* _THE REQUEST_:
Please change "instance" to "occurrence" in the records, starting at the beginning of the records and stopping after the line that contains "[(24, 313)]". Give back only those lines, with nothing else altered.

Coordinate annotation records:
+---+
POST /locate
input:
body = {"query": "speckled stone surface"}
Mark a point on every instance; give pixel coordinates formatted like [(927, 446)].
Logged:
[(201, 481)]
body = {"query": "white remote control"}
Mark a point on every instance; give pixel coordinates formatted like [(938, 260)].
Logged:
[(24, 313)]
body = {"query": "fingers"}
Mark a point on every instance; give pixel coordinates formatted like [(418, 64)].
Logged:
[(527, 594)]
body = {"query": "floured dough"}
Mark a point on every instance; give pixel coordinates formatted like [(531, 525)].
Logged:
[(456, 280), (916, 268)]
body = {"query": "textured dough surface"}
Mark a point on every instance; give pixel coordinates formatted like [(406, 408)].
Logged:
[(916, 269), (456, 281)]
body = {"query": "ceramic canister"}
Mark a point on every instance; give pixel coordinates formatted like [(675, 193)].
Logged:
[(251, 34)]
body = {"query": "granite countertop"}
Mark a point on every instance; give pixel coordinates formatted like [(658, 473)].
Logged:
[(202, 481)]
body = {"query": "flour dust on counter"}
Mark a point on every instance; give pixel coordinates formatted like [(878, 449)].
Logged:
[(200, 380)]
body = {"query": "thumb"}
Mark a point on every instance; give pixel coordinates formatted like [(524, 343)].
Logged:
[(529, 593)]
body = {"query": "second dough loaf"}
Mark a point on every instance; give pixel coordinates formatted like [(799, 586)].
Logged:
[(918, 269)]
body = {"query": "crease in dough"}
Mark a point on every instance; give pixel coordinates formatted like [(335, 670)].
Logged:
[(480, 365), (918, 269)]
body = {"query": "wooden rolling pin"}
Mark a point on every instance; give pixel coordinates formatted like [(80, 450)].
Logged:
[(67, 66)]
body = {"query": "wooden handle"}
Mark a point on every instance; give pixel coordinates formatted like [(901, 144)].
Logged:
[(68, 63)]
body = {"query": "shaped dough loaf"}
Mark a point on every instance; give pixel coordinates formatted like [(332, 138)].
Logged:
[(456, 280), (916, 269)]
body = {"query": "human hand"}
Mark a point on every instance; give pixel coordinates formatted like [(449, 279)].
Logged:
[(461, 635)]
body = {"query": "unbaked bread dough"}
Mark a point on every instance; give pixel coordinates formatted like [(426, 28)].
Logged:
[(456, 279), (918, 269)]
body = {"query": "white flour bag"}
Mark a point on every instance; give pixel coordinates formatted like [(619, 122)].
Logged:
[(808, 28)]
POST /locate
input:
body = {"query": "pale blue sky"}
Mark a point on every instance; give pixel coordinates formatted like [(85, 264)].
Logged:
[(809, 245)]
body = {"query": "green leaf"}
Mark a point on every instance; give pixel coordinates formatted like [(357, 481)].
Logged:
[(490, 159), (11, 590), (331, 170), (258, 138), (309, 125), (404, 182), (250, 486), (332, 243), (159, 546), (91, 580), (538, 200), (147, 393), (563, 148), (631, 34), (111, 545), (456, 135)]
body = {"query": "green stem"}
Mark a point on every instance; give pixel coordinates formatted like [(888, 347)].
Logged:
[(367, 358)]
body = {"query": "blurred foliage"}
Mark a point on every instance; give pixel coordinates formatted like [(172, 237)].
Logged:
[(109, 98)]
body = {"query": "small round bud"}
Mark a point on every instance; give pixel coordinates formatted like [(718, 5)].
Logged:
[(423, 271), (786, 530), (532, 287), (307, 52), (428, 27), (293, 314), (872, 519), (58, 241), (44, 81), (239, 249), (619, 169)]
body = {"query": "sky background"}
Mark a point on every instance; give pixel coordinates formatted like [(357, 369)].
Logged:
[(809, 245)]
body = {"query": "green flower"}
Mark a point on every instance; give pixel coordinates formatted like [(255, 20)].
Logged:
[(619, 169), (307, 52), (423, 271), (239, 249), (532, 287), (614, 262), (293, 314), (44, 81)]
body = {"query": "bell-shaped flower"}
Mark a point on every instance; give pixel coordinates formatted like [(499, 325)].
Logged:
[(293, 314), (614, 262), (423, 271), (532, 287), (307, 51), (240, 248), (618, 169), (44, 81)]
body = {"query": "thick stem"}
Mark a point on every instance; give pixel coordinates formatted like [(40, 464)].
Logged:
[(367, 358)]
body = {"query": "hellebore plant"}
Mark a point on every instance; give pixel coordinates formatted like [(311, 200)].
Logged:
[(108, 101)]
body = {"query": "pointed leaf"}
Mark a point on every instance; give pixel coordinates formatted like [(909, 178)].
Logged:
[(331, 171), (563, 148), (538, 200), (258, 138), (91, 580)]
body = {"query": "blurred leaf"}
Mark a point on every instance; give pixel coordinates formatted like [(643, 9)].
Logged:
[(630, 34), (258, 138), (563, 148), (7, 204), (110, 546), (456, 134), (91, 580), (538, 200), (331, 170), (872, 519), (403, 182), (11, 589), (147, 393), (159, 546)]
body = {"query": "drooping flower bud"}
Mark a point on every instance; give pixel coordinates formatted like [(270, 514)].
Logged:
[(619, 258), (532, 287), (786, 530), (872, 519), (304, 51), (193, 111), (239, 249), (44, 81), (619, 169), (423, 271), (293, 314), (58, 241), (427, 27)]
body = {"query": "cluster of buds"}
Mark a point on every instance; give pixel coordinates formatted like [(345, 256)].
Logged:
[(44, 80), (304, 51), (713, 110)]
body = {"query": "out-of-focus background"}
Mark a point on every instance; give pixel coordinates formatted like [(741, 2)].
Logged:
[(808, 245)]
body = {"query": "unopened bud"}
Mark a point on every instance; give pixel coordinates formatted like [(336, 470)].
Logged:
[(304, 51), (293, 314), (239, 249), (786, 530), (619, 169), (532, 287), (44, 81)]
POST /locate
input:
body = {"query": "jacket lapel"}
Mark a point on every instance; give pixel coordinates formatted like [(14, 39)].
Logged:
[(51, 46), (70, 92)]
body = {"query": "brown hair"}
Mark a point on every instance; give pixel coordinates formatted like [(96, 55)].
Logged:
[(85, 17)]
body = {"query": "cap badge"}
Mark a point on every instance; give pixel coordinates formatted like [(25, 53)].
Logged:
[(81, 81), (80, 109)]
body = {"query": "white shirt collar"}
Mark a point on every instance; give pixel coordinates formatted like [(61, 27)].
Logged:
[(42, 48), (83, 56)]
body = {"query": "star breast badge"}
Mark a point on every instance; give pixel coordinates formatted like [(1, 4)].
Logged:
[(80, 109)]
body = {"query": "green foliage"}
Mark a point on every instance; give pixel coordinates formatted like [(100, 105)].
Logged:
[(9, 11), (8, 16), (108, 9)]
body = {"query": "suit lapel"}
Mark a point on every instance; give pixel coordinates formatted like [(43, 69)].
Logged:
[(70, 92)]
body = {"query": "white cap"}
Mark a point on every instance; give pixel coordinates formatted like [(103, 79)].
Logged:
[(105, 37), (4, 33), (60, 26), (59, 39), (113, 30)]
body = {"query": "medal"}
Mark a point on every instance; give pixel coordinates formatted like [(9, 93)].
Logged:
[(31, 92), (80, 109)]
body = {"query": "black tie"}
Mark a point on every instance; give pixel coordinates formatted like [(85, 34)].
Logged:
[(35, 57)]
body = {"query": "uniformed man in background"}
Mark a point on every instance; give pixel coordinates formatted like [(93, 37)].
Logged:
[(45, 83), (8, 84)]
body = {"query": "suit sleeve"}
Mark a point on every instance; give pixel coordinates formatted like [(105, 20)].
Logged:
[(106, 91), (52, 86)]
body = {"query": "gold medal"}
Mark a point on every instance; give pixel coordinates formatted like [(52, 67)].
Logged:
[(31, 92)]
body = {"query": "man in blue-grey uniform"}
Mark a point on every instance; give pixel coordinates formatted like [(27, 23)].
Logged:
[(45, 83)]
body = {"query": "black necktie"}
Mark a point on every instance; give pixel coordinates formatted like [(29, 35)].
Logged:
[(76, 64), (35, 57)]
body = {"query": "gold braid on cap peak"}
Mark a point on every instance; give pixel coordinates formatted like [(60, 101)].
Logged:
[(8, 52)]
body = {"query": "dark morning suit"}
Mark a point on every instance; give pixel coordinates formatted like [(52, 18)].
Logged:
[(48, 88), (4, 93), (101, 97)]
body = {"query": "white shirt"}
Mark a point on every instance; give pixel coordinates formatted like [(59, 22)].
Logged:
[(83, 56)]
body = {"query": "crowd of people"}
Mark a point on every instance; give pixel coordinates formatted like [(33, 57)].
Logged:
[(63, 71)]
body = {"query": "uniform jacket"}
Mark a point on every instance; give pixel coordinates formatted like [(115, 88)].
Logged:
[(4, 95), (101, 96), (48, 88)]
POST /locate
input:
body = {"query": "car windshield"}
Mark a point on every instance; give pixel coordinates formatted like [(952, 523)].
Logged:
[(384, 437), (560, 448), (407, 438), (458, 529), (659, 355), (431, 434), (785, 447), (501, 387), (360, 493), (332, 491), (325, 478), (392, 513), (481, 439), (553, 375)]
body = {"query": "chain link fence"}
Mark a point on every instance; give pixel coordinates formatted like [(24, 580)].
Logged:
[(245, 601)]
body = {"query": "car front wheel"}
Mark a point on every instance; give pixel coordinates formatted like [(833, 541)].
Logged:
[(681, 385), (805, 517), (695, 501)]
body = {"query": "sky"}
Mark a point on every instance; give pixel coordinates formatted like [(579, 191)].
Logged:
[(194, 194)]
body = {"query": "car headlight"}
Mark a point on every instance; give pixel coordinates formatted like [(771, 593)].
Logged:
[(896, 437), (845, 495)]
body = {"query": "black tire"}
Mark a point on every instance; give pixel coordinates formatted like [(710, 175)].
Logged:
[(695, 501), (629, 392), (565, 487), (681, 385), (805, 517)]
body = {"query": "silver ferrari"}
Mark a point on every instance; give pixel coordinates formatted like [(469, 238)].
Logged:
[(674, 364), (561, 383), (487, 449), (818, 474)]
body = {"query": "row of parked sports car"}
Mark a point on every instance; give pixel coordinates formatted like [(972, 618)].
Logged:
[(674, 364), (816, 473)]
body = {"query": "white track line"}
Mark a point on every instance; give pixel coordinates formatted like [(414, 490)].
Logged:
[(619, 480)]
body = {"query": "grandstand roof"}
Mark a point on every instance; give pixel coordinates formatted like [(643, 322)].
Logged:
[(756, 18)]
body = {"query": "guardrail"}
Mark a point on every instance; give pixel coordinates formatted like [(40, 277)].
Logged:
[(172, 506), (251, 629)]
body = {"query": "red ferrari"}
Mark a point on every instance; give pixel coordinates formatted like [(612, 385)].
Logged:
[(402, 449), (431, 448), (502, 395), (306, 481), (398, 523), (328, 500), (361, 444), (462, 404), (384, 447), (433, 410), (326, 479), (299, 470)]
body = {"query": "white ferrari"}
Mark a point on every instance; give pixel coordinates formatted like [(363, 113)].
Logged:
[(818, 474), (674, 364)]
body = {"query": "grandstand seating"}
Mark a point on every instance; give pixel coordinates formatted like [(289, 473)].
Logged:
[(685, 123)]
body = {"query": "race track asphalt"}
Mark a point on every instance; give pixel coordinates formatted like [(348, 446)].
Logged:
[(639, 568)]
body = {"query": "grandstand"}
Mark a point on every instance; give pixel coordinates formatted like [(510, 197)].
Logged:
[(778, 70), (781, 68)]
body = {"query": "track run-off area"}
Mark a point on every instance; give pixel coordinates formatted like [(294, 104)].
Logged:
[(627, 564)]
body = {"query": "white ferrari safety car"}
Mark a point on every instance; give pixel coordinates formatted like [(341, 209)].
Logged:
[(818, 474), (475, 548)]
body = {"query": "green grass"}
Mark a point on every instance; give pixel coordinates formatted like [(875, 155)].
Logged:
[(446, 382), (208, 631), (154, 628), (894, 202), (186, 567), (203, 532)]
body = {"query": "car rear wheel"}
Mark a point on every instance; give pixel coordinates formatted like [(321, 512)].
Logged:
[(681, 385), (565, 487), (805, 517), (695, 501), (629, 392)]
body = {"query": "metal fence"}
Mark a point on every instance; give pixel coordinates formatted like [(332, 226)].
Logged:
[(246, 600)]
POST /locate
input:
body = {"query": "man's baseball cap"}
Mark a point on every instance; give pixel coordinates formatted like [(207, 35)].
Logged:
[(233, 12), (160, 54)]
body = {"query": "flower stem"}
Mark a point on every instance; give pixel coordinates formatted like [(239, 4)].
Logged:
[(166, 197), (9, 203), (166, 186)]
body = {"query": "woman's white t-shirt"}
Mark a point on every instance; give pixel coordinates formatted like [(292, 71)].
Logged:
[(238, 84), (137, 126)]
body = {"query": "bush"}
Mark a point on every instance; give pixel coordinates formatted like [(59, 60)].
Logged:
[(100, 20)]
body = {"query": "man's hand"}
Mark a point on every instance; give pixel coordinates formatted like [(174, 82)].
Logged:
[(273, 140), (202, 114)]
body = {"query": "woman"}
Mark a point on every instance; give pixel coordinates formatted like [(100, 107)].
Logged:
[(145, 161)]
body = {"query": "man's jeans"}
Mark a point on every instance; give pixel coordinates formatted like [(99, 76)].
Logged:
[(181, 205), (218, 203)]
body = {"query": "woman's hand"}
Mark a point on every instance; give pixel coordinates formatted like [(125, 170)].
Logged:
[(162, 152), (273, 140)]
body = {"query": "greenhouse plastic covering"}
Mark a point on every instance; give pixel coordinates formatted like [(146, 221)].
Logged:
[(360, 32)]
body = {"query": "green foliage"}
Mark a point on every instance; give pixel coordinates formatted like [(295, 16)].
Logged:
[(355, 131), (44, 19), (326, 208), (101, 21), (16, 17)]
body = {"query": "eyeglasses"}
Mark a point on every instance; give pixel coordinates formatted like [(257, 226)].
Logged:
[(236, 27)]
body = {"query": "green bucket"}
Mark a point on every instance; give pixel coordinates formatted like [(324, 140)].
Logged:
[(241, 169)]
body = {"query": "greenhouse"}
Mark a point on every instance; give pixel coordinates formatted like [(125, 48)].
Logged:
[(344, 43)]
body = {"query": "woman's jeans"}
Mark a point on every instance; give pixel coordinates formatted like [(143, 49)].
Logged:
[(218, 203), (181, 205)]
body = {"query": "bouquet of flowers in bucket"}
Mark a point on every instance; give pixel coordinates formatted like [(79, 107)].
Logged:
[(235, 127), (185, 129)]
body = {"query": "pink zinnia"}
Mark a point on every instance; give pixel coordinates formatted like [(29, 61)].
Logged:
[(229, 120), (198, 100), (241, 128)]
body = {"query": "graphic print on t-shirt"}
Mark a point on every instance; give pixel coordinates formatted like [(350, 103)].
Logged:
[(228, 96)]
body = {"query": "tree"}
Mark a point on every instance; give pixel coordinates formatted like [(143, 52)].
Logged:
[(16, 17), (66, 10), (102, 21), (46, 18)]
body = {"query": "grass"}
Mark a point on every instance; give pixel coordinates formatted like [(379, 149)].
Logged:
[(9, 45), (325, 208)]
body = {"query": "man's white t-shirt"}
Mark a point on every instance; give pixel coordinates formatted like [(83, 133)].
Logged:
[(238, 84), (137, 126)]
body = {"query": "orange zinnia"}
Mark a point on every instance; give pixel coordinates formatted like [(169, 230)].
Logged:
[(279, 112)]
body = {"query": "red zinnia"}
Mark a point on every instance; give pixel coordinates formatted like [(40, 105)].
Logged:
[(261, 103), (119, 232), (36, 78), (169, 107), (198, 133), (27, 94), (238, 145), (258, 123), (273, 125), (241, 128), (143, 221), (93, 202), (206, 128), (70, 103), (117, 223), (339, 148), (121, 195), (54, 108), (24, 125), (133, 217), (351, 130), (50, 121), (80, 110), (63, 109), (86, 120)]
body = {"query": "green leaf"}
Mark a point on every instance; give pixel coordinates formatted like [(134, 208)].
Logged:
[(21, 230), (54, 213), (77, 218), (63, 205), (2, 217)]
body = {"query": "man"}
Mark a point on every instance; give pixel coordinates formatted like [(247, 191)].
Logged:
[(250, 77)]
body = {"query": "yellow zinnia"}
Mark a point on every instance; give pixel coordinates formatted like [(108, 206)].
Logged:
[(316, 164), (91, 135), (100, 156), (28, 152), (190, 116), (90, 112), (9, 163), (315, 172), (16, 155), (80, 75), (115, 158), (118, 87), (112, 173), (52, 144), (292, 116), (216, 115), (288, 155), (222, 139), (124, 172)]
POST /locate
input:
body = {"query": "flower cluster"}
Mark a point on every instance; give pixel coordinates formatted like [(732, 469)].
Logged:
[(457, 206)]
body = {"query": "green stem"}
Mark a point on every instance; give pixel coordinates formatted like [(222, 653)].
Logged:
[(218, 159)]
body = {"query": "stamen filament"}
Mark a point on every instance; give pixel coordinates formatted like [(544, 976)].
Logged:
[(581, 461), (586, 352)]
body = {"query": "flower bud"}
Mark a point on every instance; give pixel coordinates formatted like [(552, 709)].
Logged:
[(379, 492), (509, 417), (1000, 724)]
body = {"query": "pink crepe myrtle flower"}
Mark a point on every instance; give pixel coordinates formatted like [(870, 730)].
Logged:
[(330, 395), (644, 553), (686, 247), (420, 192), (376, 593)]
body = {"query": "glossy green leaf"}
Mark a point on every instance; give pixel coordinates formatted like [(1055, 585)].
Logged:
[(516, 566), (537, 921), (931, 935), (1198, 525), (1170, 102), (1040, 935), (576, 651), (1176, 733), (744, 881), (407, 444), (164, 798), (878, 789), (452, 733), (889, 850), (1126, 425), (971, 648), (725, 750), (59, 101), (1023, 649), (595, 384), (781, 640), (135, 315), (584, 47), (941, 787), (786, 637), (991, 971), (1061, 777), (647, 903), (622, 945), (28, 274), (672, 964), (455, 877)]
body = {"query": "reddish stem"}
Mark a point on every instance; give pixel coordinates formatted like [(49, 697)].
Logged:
+---+
* _CORRECT ANSWER_:
POST /locate
input:
body = {"query": "speckled stone surface"}
Mark a point on every occurrence; give pixel coordinates formatted like [(927, 446)].
Logged:
[(201, 481)]
body = {"query": "white remote control"}
Mark a point on every occurrence; give pixel coordinates formatted like [(938, 260)].
Logged:
[(24, 313)]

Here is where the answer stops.